STATED GOAL »
The listing below is to be output in its exact form.

(Lines of data)
····················

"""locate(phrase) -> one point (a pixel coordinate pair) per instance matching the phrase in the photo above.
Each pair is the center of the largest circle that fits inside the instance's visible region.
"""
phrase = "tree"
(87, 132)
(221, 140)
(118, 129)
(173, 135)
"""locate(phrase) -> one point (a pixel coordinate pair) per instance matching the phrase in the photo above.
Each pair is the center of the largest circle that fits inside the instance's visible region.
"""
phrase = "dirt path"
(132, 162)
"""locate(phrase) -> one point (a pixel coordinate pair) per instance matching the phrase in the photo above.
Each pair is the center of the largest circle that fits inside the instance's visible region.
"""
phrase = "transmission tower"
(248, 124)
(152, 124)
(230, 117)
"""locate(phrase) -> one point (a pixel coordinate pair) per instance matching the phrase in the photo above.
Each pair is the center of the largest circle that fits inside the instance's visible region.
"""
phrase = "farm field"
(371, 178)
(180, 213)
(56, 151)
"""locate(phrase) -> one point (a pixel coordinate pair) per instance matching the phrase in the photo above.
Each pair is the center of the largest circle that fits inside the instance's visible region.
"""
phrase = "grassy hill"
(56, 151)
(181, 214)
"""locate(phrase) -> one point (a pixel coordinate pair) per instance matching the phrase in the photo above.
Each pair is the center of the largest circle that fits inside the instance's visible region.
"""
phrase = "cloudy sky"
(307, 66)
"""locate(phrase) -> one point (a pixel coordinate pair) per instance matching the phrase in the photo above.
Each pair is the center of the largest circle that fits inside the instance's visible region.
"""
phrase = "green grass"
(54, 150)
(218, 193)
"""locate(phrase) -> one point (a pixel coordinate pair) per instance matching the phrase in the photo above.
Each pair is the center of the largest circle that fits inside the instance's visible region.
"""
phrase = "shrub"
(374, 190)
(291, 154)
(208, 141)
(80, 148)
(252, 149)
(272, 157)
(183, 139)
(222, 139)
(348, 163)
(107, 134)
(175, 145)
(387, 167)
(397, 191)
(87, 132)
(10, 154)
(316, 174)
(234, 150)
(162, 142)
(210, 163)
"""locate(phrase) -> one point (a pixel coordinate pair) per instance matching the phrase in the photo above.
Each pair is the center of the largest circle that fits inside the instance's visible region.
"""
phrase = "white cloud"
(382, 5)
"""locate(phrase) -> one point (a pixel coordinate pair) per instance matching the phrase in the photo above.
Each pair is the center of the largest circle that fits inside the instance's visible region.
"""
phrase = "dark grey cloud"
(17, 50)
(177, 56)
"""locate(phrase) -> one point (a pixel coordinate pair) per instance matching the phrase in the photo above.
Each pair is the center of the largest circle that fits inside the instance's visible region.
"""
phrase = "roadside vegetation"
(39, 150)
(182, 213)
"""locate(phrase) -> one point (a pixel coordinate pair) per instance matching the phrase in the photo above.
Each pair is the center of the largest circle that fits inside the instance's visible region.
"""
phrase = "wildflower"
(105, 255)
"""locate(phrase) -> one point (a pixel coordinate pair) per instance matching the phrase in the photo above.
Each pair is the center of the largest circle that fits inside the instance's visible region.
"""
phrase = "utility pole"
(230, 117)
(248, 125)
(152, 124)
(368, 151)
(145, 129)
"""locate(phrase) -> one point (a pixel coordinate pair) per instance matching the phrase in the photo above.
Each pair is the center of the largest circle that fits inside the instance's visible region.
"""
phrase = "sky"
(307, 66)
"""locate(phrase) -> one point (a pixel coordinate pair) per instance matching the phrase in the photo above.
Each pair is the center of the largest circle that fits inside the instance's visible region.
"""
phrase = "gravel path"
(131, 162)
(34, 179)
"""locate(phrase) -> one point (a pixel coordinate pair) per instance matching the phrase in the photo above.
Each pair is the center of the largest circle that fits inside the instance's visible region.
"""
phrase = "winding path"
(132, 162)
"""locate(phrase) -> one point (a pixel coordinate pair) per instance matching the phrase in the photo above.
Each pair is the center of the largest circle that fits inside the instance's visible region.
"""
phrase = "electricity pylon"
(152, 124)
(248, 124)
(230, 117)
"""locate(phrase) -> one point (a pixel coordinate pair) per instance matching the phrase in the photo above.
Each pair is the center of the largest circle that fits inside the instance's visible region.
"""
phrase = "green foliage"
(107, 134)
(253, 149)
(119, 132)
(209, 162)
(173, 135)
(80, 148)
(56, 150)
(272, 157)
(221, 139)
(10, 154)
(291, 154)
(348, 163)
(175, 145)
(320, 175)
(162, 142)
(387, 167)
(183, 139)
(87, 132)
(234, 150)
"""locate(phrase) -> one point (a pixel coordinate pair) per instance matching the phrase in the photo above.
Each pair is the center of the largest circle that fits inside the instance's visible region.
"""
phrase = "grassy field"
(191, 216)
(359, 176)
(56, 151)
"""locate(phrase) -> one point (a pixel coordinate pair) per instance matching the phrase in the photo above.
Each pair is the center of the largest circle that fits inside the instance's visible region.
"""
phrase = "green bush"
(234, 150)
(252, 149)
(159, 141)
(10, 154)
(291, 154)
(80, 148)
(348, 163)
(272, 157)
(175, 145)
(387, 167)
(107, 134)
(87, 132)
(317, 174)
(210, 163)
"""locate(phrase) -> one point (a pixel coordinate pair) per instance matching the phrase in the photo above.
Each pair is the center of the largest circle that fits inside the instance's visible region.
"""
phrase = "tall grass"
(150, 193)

····················

RESPONSE TO THIS TASK »
"""locate(phrase) -> one point (a pixel coordinate pair) per instance matching the phrase in the photo above.
Each pair is the center of the largest circle that fits inside the instance's visible region.
"""
phrase = "tree"
(87, 132)
(221, 140)
(118, 129)
(173, 135)
"""locate(phrase) -> one point (a pixel coordinate pair) per instance matching the phrase in the photo above.
Each pair is the center of the largest circle that fits inside the instance's visible region.
"""
phrase = "dirt path"
(132, 162)
"""locate(phrase) -> one point (a pixel coordinate pair) per instance matching the phrase in the photo above.
Each pair is the center of the largest circle that fits inside the instance's visible region.
"""
phrase = "transmission tower"
(248, 124)
(152, 124)
(230, 117)
"""locate(phrase) -> one point (a pixel coordinate pair) per instance matching the phrase in the photo above.
Each pair is the center of the largest circle that fits inside the instance's visible region.
"""
phrase = "farm field"
(371, 178)
(180, 213)
(56, 151)
"""locate(phrase) -> one point (a pixel coordinate pair) per instance matching the phrase in the photo above.
Each pair is the center of the largest circle that fits inside the instance's visible region.
"""
phrase = "grassy hill"
(56, 151)
(181, 214)
"""locate(phrase) -> one point (a pixel coordinate pair) per instance matching the phrase in the photo above.
Each pair is the center of the largest circle that fits inside the instance's visible region.
"""
phrase = "cloudy sky"
(307, 66)
"""locate(phrase) -> one point (a pixel coordinate pair) per instance matching the phrase in the photo above.
Each pair is the center of the largest circle that fits inside the instance's visible region.
"""
phrase = "green grass"
(54, 150)
(218, 193)
"""locate(phrase) -> one point (a pixel coordinate pair) per instance matching the phrase in the photo above.
Each pair is the center of the largest circle that fits inside the instance's visible region.
"""
phrase = "shrub"
(374, 190)
(291, 154)
(208, 141)
(80, 148)
(252, 149)
(272, 157)
(183, 139)
(222, 139)
(348, 163)
(107, 134)
(175, 145)
(387, 167)
(397, 191)
(87, 132)
(10, 154)
(316, 174)
(234, 150)
(162, 142)
(210, 163)
"""locate(phrase) -> one point (a pixel coordinate pair) per instance matching the phrase in the photo above.
Each pair is the center of the largest circle that fits inside the instance's visible region.
"""
phrase = "white cloud"
(382, 5)
"""locate(phrase) -> one point (a pixel coordinate pair) per instance matching the phrase in the photo above.
Each pair is the center of the largest circle that fits inside the instance's visible region.
"""
phrase = "dark grey cloud"
(17, 50)
(177, 56)
"""locate(phrase) -> one point (a pixel coordinate pair) per instance matching the phrase in the photo above.
Each pair is the center of the largest circle that fits inside the instance's visible region.
"""
phrase = "roadside vegetation"
(39, 150)
(182, 213)
"""locate(phrase) -> one point (a pixel coordinate pair) per instance matching the phrase in the photo above.
Each pair is the center of the largest circle that fits inside the instance's visible region.
"""
phrase = "wildflower"
(105, 255)
"""locate(phrase) -> one point (a pixel coordinate pair) per instance matching the phrase in the photo above.
Each pair is the center of the largest circle that fits inside the instance's visible region.
"""
phrase = "utility pole"
(230, 117)
(248, 125)
(152, 124)
(368, 151)
(145, 129)
"""locate(phrase) -> one point (a pixel coordinate pair) per instance matching the phrase in the photo above.
Each pair is the center of the largest circle that fits inside the instance's visible region.
"""
phrase = "sky"
(307, 66)
"""locate(phrase) -> one point (a pixel coordinate pair) per instance matching the phrase in the photo above.
Each pair is the center of the largest circle that fits inside the instance's visible region.
"""
phrase = "gravel path"
(131, 162)
(34, 179)
"""locate(phrase) -> one point (a pixel coordinate pair) per instance matching the phrase in the photo above.
Each pair is the center of the largest circle that fits inside the instance's visible region.
"""
phrase = "winding path"
(132, 162)
"""locate(phrase) -> one point (a pixel coordinate pair) per instance matching the phrase in the photo above.
Each pair is the center of the largest circle that fits inside the instance's visible region.
"""
phrase = "electricity pylon"
(152, 124)
(248, 124)
(230, 117)
"""locate(phrase) -> one point (a pixel coordinate pair) per instance matching the phrase in the photo above.
Each pair is the center of the largest circle that fits inside the instance's visible region.
"""
phrase = "green foliage"
(107, 134)
(253, 149)
(119, 132)
(209, 162)
(173, 135)
(80, 148)
(56, 150)
(272, 157)
(221, 139)
(10, 154)
(291, 154)
(348, 163)
(175, 145)
(320, 175)
(162, 142)
(387, 167)
(183, 139)
(87, 132)
(234, 150)
"""locate(phrase) -> one point (a pixel coordinate pair) per instance matching the phrase in the photo above.
Each pair is the center of the largest circle that fits inside the instance's visible region.
"""
phrase = "grassy field"
(191, 216)
(359, 176)
(56, 151)
"""locate(phrase) -> one point (a pixel coordinate pair) per instance matching the phrase in the photo above.
Each pair is the center of the largest circle that fits inside the instance's visible region.
"""
phrase = "green bush"
(234, 150)
(252, 149)
(159, 141)
(10, 154)
(291, 154)
(80, 148)
(348, 163)
(272, 157)
(175, 145)
(387, 167)
(107, 134)
(87, 132)
(317, 174)
(210, 163)
"""locate(phrase) -> one point (a pixel coordinate pair) per instance matching the phrase in the photo above.
Each pair is the center of the largest circle that fits inside the instance's visible region.
"""
phrase = "tall grass"
(150, 193)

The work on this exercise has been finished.